-- PAGE EXTRACT follows --
Mauritius is the wealthiest country per capita in the region, followed by South Africa and Namibia.
The average per person’s wealth in Mauritius stands at US$34 500, followed by South Africa at US$10 970 and Namibia at US$9 320.
This was stated in the recently released 2022 Africa Wealth Report.
Per capita wealth is a measure of the amount of money earned per person in a nation or geographic region.
The report provides a comprehensive review of the wealth sector in Africa, including trends among high-net-worth individuals (HNWI), the luxury market and the wealth management sector on the continent. It states the tide is swinging in the direction of smaller emerging economies: “The delta in new wealth creation has been strongest in countries such as Mauritius and Rwanda. Key drivers of this trend are the recognition by these economies that they can attract substantial capital if they have the right regulatory framework. This regulatory regime includes preferential terms for capital gains tax and inheritance tax, as well as an environment that allows for ease of doing business”.
-- PAGE EXTRACT concluded --
In the passage on African per capita wealth, what is the average wealth per person in Namibia?
-- DATASET EXCERPTS follows --
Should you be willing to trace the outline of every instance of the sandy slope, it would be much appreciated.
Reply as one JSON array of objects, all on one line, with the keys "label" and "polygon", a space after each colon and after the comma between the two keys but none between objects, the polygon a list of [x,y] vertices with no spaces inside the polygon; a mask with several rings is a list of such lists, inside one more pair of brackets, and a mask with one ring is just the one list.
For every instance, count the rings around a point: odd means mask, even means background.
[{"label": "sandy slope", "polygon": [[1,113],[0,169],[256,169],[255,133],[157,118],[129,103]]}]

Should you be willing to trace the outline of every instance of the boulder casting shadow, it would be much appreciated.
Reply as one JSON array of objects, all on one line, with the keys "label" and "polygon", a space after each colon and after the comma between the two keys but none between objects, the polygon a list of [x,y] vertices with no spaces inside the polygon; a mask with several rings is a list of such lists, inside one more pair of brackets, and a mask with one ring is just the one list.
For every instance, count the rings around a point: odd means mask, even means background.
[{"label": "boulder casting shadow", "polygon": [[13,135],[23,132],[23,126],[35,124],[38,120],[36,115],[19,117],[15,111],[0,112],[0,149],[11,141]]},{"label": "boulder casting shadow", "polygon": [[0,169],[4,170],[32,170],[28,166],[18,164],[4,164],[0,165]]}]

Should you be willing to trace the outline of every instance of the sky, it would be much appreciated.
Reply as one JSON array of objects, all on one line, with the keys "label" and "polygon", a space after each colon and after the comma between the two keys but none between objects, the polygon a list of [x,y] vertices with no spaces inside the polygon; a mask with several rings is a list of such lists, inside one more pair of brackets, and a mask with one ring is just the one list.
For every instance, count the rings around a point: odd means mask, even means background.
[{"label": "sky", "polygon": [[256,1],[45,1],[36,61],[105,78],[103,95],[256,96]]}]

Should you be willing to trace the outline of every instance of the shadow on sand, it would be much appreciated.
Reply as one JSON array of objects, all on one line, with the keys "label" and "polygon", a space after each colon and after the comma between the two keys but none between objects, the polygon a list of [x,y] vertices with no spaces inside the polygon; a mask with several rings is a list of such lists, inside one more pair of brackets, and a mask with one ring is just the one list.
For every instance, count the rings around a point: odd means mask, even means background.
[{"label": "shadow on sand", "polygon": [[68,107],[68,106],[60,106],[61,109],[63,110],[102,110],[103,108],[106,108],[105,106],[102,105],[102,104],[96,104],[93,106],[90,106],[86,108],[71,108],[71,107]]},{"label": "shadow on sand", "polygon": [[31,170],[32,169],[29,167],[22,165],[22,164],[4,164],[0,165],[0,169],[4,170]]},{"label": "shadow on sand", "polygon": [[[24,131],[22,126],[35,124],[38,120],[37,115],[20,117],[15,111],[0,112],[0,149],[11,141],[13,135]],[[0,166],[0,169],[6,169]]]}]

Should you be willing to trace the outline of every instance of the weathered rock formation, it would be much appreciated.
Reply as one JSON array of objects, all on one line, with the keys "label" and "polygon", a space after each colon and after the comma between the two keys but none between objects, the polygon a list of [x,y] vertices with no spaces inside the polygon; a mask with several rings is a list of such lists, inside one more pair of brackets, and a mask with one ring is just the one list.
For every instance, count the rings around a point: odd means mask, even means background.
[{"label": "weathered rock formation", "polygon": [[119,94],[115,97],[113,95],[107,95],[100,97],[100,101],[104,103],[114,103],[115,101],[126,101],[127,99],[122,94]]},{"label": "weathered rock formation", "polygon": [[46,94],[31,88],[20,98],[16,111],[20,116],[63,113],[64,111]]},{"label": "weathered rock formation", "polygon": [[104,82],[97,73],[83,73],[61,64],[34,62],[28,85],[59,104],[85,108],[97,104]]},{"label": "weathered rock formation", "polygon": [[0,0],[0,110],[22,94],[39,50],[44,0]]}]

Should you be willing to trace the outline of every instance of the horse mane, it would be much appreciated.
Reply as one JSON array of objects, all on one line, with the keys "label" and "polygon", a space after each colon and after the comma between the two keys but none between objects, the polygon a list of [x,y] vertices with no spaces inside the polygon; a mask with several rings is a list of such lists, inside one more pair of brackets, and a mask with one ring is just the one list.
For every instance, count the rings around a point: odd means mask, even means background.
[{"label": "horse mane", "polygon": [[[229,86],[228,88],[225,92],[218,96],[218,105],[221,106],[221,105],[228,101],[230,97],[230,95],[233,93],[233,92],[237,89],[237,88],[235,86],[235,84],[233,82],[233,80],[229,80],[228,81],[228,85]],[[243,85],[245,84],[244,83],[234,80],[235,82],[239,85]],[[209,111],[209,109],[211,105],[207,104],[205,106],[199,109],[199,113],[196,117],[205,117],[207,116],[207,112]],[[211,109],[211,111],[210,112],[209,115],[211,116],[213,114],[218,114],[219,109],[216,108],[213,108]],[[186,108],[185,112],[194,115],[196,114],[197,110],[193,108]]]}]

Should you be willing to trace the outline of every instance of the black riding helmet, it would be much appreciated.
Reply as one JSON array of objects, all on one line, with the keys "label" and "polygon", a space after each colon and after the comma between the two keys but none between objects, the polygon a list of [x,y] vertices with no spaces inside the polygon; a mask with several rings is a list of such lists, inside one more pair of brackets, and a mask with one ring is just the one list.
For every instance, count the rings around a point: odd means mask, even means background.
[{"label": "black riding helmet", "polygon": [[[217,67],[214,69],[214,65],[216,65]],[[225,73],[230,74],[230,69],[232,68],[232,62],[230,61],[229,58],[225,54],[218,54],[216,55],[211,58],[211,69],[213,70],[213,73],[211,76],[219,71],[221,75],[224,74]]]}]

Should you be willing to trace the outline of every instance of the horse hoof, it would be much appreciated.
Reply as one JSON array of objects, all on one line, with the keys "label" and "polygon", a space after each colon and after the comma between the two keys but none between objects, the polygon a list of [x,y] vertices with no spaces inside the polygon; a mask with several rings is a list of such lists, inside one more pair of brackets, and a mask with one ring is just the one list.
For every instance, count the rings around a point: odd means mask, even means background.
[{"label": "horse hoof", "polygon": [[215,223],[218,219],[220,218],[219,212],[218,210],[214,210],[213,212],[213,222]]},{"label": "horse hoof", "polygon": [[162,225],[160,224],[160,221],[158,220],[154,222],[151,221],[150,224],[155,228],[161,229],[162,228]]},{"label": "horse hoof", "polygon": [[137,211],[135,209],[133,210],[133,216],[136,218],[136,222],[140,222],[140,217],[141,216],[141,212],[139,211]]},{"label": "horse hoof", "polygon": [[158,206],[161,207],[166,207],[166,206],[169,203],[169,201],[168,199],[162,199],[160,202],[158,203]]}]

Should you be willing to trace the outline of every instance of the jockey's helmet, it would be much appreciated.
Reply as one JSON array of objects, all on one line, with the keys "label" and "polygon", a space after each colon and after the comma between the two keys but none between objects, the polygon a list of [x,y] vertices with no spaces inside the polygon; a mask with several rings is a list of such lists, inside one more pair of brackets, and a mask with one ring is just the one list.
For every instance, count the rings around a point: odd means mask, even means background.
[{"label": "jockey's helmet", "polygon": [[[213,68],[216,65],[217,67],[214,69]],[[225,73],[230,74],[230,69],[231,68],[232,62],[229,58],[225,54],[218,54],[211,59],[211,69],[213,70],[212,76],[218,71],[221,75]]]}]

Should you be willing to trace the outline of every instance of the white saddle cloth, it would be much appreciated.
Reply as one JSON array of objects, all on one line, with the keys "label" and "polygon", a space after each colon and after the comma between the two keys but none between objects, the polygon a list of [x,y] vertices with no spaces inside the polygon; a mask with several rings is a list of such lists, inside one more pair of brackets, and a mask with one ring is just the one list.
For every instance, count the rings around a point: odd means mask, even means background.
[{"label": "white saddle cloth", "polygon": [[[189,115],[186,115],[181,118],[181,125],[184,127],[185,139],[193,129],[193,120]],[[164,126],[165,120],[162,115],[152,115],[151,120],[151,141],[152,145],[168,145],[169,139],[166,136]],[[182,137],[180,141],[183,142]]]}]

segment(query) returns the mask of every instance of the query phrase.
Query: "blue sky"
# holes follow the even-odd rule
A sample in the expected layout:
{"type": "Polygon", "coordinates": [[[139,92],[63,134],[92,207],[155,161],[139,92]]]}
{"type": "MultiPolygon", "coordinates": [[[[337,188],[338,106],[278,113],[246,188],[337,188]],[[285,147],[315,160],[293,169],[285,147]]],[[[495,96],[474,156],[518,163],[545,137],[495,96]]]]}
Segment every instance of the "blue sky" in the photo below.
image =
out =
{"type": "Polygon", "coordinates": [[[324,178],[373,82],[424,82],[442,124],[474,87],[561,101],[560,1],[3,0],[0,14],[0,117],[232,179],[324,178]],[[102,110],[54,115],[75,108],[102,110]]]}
-- DATASET EXCERPTS concluded --
## RESULT FOR THIS EXERCISE
US$9 320